Data provided ->
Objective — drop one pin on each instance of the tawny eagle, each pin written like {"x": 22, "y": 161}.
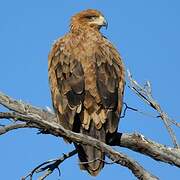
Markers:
{"x": 86, "y": 77}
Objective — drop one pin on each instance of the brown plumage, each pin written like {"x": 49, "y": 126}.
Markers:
{"x": 86, "y": 75}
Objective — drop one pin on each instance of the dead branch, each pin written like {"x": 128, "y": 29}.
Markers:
{"x": 135, "y": 142}
{"x": 145, "y": 93}
{"x": 51, "y": 165}
{"x": 35, "y": 116}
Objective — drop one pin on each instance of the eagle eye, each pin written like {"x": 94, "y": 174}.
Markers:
{"x": 91, "y": 17}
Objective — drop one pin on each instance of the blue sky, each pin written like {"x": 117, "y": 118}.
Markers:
{"x": 147, "y": 34}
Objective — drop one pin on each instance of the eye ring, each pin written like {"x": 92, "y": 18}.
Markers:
{"x": 91, "y": 17}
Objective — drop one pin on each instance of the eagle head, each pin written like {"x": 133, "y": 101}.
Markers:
{"x": 88, "y": 18}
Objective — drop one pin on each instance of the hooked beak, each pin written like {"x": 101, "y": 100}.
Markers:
{"x": 105, "y": 23}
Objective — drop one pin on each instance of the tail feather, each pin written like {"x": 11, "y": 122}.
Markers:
{"x": 91, "y": 159}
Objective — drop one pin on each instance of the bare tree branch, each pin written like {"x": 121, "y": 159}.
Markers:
{"x": 35, "y": 116}
{"x": 145, "y": 93}
{"x": 135, "y": 142}
{"x": 51, "y": 165}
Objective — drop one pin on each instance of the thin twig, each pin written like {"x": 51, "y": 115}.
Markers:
{"x": 145, "y": 93}
{"x": 51, "y": 165}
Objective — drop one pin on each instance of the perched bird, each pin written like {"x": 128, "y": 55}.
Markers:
{"x": 86, "y": 77}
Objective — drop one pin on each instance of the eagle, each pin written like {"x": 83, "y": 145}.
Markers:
{"x": 86, "y": 76}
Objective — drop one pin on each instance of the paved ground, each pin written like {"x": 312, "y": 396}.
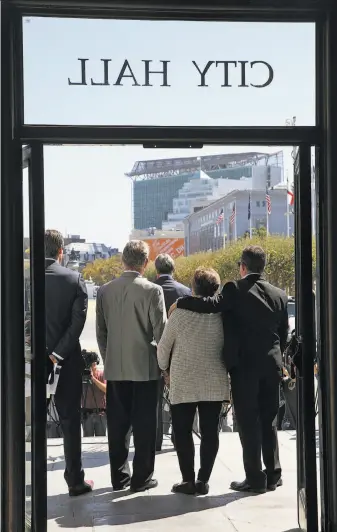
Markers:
{"x": 88, "y": 337}
{"x": 160, "y": 510}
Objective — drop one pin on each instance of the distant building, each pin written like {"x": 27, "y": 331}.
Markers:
{"x": 163, "y": 189}
{"x": 159, "y": 241}
{"x": 203, "y": 233}
{"x": 84, "y": 252}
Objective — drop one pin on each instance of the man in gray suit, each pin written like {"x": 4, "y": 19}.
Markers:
{"x": 130, "y": 319}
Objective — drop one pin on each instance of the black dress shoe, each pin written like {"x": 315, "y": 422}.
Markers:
{"x": 245, "y": 487}
{"x": 202, "y": 488}
{"x": 121, "y": 487}
{"x": 272, "y": 487}
{"x": 81, "y": 489}
{"x": 187, "y": 488}
{"x": 147, "y": 486}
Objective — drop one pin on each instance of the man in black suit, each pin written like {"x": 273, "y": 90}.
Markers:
{"x": 255, "y": 321}
{"x": 164, "y": 265}
{"x": 66, "y": 310}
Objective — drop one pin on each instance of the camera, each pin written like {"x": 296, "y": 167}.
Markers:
{"x": 89, "y": 358}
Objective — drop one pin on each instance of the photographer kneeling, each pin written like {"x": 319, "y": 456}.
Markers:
{"x": 93, "y": 397}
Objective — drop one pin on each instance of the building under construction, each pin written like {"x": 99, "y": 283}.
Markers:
{"x": 157, "y": 182}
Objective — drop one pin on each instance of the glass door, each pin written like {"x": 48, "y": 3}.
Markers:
{"x": 35, "y": 361}
{"x": 305, "y": 332}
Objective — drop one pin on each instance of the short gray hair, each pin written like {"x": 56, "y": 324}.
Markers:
{"x": 164, "y": 264}
{"x": 135, "y": 254}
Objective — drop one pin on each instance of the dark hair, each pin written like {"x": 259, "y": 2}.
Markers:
{"x": 53, "y": 243}
{"x": 254, "y": 258}
{"x": 206, "y": 282}
{"x": 164, "y": 264}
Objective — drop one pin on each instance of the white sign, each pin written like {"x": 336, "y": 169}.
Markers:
{"x": 167, "y": 73}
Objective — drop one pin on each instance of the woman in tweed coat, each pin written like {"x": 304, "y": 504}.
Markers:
{"x": 191, "y": 349}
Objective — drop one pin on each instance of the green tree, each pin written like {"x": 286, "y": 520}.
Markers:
{"x": 280, "y": 268}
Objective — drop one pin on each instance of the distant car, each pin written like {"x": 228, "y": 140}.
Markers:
{"x": 91, "y": 289}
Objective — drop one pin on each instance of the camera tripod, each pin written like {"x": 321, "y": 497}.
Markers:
{"x": 98, "y": 410}
{"x": 54, "y": 429}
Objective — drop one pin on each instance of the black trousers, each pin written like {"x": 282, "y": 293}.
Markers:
{"x": 182, "y": 421}
{"x": 132, "y": 405}
{"x": 160, "y": 431}
{"x": 256, "y": 396}
{"x": 68, "y": 405}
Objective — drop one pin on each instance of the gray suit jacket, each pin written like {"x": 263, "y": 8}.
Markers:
{"x": 130, "y": 319}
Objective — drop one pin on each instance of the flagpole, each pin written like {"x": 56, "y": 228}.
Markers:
{"x": 288, "y": 212}
{"x": 250, "y": 217}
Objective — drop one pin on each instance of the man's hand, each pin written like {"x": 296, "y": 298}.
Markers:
{"x": 166, "y": 377}
{"x": 172, "y": 309}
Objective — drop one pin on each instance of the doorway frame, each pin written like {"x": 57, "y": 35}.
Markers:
{"x": 15, "y": 133}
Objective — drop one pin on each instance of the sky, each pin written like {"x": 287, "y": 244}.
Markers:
{"x": 86, "y": 190}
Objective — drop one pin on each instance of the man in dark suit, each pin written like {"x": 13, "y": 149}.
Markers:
{"x": 255, "y": 320}
{"x": 164, "y": 265}
{"x": 66, "y": 310}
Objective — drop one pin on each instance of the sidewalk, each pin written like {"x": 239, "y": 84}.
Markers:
{"x": 159, "y": 510}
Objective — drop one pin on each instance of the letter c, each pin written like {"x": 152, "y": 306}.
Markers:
{"x": 270, "y": 77}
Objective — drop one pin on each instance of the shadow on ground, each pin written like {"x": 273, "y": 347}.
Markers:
{"x": 103, "y": 507}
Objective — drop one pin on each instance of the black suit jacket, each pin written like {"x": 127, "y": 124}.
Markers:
{"x": 66, "y": 310}
{"x": 172, "y": 289}
{"x": 255, "y": 319}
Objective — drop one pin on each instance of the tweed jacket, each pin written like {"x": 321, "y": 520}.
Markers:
{"x": 191, "y": 346}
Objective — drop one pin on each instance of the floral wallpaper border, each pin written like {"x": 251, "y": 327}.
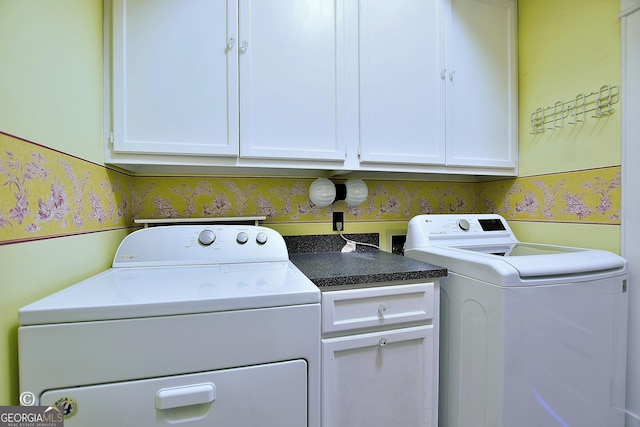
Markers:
{"x": 589, "y": 196}
{"x": 46, "y": 193}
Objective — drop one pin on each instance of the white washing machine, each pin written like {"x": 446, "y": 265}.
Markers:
{"x": 193, "y": 325}
{"x": 531, "y": 335}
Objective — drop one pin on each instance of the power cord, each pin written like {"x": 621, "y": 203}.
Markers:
{"x": 353, "y": 242}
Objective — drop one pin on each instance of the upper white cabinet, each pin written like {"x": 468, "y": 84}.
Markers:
{"x": 256, "y": 79}
{"x": 174, "y": 77}
{"x": 438, "y": 83}
{"x": 292, "y": 79}
{"x": 402, "y": 117}
{"x": 353, "y": 85}
{"x": 481, "y": 82}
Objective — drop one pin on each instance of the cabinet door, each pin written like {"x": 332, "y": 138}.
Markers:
{"x": 401, "y": 93}
{"x": 292, "y": 79}
{"x": 481, "y": 83}
{"x": 379, "y": 379}
{"x": 174, "y": 84}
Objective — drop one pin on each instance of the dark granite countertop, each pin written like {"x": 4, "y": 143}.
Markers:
{"x": 328, "y": 267}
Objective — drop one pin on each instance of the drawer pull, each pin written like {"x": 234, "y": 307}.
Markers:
{"x": 382, "y": 309}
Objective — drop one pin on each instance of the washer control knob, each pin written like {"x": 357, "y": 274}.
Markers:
{"x": 242, "y": 238}
{"x": 464, "y": 224}
{"x": 261, "y": 238}
{"x": 206, "y": 237}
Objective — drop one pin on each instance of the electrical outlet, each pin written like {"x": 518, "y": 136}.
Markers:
{"x": 338, "y": 221}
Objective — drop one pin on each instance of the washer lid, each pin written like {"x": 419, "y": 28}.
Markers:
{"x": 124, "y": 293}
{"x": 521, "y": 264}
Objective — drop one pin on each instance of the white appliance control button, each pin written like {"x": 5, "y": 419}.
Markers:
{"x": 206, "y": 237}
{"x": 261, "y": 238}
{"x": 242, "y": 238}
{"x": 463, "y": 224}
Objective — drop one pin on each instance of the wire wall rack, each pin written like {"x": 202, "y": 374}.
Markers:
{"x": 575, "y": 111}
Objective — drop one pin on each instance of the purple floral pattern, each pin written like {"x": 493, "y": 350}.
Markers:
{"x": 47, "y": 193}
{"x": 591, "y": 196}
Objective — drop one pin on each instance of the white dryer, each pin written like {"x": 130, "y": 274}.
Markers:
{"x": 531, "y": 335}
{"x": 193, "y": 325}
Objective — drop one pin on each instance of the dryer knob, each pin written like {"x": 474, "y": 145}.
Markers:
{"x": 206, "y": 237}
{"x": 261, "y": 238}
{"x": 242, "y": 238}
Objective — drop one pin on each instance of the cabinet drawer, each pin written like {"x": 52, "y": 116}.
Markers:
{"x": 376, "y": 307}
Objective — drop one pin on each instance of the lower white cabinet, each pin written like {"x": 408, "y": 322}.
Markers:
{"x": 378, "y": 379}
{"x": 380, "y": 356}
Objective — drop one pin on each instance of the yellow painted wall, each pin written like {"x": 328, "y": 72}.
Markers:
{"x": 50, "y": 93}
{"x": 51, "y": 79}
{"x": 51, "y": 100}
{"x": 566, "y": 48}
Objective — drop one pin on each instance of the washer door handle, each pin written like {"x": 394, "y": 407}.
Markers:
{"x": 176, "y": 397}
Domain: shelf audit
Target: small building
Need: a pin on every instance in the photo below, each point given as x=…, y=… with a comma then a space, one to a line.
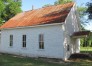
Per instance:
x=45, y=32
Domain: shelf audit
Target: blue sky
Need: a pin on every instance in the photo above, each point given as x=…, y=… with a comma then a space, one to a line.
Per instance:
x=27, y=5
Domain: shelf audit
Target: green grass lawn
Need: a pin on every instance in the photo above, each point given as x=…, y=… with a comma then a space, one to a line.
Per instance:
x=11, y=60
x=86, y=49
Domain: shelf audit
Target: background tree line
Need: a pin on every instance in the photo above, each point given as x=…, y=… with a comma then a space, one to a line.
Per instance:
x=9, y=8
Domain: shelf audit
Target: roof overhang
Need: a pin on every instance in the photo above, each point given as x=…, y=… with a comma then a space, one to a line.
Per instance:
x=80, y=34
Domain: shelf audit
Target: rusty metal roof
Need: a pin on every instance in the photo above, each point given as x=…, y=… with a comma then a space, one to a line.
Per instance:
x=46, y=15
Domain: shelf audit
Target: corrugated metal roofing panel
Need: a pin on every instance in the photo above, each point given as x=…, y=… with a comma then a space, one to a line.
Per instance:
x=46, y=15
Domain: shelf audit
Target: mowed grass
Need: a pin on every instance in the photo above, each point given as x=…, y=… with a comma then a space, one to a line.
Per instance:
x=86, y=50
x=12, y=60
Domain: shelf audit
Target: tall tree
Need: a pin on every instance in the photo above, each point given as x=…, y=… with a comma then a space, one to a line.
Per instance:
x=89, y=9
x=8, y=9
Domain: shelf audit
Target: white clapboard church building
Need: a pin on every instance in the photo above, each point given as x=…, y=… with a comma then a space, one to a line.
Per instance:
x=51, y=32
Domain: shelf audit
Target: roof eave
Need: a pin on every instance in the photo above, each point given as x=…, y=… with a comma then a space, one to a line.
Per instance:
x=34, y=26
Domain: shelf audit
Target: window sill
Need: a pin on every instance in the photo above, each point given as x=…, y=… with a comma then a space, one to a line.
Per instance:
x=41, y=49
x=10, y=47
x=24, y=48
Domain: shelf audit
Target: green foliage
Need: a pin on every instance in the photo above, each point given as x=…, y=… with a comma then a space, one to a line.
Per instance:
x=62, y=1
x=8, y=9
x=89, y=9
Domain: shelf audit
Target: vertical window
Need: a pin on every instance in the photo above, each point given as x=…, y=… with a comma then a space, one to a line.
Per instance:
x=11, y=40
x=41, y=41
x=24, y=40
x=68, y=47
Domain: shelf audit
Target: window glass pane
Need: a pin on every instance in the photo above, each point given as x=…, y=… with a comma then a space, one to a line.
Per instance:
x=24, y=40
x=41, y=41
x=11, y=40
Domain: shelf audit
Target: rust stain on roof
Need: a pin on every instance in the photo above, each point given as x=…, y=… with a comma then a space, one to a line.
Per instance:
x=46, y=15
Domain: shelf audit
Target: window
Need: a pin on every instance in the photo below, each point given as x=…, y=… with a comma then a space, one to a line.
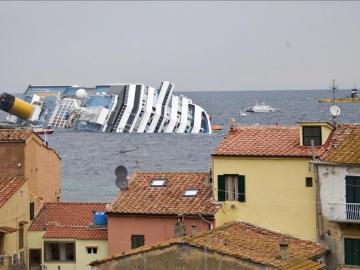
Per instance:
x=59, y=251
x=231, y=187
x=137, y=241
x=308, y=181
x=352, y=251
x=191, y=192
x=32, y=210
x=158, y=182
x=311, y=133
x=352, y=197
x=21, y=235
x=91, y=250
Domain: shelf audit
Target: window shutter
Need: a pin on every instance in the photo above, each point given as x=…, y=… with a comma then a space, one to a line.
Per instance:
x=241, y=188
x=352, y=251
x=221, y=188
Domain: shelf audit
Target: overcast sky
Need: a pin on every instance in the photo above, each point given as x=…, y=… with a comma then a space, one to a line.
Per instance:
x=197, y=45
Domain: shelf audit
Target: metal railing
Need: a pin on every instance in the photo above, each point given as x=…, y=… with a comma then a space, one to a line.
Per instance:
x=342, y=212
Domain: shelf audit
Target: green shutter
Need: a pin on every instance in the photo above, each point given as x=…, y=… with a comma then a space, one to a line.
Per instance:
x=352, y=251
x=221, y=188
x=241, y=188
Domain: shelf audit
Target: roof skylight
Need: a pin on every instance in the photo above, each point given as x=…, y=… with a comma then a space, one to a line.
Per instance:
x=191, y=192
x=157, y=182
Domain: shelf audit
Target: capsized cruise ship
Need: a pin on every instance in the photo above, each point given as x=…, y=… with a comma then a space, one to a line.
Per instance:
x=121, y=108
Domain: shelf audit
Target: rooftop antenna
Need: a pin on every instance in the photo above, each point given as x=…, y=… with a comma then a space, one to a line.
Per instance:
x=334, y=109
x=333, y=90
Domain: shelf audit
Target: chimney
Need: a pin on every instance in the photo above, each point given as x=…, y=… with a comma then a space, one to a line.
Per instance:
x=284, y=250
x=193, y=230
x=180, y=227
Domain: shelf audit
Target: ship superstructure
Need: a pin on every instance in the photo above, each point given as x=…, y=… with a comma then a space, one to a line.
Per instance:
x=121, y=108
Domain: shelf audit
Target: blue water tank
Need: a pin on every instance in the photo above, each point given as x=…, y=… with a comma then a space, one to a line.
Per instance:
x=100, y=218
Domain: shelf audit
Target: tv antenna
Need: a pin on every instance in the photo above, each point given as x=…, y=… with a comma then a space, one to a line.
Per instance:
x=334, y=109
x=121, y=177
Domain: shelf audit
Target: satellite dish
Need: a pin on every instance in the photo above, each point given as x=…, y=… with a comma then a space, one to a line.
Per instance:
x=335, y=110
x=121, y=171
x=121, y=177
x=81, y=94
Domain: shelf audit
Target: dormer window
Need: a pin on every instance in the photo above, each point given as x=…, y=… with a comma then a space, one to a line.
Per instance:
x=312, y=133
x=157, y=182
x=191, y=192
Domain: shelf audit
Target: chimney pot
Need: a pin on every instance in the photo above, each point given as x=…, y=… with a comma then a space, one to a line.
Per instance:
x=284, y=250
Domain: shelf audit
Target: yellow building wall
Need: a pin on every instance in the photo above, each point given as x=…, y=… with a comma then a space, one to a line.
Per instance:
x=15, y=210
x=275, y=192
x=36, y=241
x=43, y=169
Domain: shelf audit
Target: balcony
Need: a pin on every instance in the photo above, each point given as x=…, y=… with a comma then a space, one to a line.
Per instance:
x=16, y=261
x=342, y=212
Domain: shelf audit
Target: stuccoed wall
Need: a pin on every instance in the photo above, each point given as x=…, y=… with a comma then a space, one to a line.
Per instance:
x=178, y=257
x=333, y=190
x=276, y=195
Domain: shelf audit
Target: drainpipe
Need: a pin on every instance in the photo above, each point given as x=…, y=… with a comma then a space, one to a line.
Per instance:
x=319, y=225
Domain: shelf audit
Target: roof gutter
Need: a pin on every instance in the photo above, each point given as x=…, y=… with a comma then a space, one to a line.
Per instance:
x=332, y=163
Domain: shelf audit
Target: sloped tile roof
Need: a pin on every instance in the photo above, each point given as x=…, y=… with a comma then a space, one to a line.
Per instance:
x=69, y=220
x=243, y=241
x=76, y=233
x=8, y=186
x=142, y=198
x=272, y=140
x=15, y=135
x=344, y=145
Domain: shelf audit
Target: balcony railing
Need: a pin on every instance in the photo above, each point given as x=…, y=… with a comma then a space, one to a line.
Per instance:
x=342, y=212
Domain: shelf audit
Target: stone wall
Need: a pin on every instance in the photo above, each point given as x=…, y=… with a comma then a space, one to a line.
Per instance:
x=177, y=257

Exercise instructions -> Collect every line above that contains the word "dryer".

Reply to the exercise ->
Objective — drop one pin on each instance of the white dryer, each pin written like {"x": 130, "y": 274}.
Objective — drop one pin on each instance of the dryer knob, each pin written like {"x": 474, "y": 145}.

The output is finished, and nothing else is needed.